WHAT IS BEING ASKED:
Leave out the lines before the one with "Query: hare's ear"; output that line and all remaining lines of the records exactly.

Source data

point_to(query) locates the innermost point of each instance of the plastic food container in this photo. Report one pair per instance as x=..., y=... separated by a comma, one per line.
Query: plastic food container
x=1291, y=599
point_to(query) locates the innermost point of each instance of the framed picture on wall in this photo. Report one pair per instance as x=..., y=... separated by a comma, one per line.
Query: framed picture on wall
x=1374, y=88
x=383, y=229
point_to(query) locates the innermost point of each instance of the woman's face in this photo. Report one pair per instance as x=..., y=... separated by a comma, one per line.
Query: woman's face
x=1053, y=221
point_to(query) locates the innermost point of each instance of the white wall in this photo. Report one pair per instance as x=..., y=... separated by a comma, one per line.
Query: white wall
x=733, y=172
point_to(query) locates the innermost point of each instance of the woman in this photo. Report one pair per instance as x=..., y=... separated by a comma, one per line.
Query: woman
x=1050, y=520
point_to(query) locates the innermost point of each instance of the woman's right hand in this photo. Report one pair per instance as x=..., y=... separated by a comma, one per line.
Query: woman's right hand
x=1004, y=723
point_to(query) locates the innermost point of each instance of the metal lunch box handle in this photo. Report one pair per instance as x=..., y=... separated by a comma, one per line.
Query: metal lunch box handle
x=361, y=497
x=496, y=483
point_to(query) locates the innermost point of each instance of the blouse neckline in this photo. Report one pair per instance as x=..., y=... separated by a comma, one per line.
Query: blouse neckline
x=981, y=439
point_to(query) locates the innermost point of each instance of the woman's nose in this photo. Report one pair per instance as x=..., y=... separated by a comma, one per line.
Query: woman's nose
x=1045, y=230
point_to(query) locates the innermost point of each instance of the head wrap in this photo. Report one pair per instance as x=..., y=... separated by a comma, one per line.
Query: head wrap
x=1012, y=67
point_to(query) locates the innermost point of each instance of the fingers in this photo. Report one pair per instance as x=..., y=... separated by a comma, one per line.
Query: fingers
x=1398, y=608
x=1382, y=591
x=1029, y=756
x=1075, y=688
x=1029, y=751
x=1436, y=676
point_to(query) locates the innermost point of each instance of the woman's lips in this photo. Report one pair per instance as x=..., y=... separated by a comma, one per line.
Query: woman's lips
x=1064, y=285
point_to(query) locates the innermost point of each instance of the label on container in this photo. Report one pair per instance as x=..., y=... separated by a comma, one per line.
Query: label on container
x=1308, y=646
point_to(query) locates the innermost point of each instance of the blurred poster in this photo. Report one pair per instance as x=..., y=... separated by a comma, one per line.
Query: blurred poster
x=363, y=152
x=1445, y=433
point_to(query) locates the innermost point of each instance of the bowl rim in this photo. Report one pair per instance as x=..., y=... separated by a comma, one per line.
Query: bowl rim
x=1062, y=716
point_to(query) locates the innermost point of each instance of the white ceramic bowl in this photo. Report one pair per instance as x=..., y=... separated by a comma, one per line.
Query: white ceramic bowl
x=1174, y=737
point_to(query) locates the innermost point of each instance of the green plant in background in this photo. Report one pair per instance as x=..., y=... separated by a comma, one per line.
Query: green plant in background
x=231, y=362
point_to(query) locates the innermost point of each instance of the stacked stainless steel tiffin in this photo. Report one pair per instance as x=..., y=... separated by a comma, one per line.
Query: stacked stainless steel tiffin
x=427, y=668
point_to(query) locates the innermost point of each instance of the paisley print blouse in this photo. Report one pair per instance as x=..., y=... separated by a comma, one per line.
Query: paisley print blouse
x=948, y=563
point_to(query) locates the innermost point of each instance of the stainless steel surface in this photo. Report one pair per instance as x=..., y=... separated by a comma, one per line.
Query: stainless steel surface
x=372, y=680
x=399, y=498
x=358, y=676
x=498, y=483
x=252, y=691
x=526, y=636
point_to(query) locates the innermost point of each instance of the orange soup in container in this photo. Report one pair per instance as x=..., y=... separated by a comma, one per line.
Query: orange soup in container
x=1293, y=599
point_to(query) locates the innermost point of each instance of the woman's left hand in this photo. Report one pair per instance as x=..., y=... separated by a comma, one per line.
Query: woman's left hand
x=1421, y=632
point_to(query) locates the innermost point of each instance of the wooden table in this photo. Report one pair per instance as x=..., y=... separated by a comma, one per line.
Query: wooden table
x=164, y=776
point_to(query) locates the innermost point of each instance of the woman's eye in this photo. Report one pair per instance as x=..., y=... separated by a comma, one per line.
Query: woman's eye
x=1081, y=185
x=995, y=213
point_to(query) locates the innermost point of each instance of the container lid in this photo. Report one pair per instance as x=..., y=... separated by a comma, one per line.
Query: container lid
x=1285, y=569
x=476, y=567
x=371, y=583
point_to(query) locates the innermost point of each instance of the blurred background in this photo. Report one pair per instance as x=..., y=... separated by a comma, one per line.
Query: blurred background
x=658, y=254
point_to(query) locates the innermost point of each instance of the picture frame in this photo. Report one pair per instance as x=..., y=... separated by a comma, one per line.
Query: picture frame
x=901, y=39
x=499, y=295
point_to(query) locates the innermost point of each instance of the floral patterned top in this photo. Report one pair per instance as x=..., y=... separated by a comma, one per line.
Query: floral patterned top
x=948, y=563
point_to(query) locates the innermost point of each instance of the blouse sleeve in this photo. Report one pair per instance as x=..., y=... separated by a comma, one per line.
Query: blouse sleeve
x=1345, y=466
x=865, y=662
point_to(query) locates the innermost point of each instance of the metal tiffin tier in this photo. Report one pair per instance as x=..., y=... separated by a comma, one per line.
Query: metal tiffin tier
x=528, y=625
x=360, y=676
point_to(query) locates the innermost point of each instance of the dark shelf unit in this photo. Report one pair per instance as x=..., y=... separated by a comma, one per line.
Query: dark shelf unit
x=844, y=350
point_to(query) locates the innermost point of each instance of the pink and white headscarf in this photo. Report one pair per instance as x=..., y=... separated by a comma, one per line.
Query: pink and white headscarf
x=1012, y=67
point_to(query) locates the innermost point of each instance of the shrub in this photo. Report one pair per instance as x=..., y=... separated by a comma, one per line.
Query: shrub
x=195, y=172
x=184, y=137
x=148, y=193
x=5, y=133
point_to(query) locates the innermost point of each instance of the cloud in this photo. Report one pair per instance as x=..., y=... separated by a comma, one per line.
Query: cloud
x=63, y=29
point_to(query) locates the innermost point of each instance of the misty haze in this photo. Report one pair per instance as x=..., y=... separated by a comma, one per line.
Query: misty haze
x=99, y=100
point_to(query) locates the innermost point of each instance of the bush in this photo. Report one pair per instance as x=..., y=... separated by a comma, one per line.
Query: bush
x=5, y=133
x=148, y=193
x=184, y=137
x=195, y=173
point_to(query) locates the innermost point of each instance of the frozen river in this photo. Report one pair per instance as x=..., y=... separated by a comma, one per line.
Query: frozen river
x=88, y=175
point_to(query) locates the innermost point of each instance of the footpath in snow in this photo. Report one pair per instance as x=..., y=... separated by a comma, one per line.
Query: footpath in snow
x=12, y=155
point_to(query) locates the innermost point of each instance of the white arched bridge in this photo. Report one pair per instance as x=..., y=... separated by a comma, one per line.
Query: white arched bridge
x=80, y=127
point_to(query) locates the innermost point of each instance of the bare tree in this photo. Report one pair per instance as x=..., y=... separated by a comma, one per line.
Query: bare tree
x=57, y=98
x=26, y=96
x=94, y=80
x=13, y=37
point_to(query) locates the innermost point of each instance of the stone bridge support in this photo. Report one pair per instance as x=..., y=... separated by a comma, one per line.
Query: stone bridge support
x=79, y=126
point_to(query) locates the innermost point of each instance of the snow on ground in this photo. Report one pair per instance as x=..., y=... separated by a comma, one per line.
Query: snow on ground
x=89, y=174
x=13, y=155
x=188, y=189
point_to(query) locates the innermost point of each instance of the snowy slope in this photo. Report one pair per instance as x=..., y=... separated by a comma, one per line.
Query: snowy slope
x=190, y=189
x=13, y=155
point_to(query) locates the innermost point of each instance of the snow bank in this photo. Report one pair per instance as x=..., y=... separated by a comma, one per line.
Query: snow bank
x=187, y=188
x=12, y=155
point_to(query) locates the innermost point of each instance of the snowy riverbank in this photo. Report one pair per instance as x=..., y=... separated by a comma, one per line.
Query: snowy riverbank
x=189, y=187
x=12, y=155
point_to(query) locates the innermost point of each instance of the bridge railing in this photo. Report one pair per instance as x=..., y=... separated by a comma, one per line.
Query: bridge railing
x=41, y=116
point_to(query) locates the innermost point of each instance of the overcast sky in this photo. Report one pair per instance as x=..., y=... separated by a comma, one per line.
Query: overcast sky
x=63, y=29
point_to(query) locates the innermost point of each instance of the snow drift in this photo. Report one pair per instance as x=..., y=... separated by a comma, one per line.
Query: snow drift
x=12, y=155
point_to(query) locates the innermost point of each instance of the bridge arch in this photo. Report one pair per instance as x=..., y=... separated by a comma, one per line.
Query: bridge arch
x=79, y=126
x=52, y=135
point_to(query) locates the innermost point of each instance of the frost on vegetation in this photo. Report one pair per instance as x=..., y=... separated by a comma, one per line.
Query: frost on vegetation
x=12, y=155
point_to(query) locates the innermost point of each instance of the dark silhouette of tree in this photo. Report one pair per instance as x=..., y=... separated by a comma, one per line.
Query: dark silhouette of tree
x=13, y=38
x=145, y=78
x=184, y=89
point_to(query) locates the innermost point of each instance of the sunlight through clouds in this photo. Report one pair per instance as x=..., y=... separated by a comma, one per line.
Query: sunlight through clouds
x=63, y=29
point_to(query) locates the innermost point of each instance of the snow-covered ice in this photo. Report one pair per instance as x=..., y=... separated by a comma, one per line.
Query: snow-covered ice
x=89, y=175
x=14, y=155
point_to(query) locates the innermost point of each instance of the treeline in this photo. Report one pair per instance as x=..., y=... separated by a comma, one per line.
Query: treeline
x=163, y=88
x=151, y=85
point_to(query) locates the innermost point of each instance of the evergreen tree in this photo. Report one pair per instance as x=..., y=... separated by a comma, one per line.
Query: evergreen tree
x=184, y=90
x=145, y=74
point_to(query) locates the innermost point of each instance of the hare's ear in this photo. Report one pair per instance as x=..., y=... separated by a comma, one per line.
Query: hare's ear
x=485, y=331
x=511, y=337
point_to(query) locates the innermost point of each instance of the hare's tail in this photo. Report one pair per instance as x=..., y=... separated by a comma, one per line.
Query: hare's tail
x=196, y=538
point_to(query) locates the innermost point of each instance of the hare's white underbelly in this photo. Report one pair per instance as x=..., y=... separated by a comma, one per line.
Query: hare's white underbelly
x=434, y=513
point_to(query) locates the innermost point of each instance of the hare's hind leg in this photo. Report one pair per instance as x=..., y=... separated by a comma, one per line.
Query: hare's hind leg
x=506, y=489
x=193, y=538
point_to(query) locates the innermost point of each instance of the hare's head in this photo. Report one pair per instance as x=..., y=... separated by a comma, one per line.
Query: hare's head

TASK RESPONSE:
Query: hare's ear
x=485, y=331
x=511, y=337
point_to(query) locates the innermost point of each instance of the hare's tail in this photo. Report one pair per instance as x=..., y=... separated by a comma, one per line.
Query: hare's tail
x=196, y=538
point_to(query) locates the innermost point of each instance of the hare's white underbelly in this photo. Report one pair per instance as x=..., y=... separated by a comma, one per line.
Query: hare's white underbelly
x=434, y=513
point_to(query) locates the innermost point of each instance of the hare's hind leg in this photo. Report one pair per instance as x=..., y=... separated by a comma, one per line.
Query: hare's hind leg
x=506, y=489
x=193, y=538
point_to(query) locates the innermost point of each instance of the hare's head in this photo. Report one pair per instance as x=..., y=... separated by a comma, one per line.
Query: hare's head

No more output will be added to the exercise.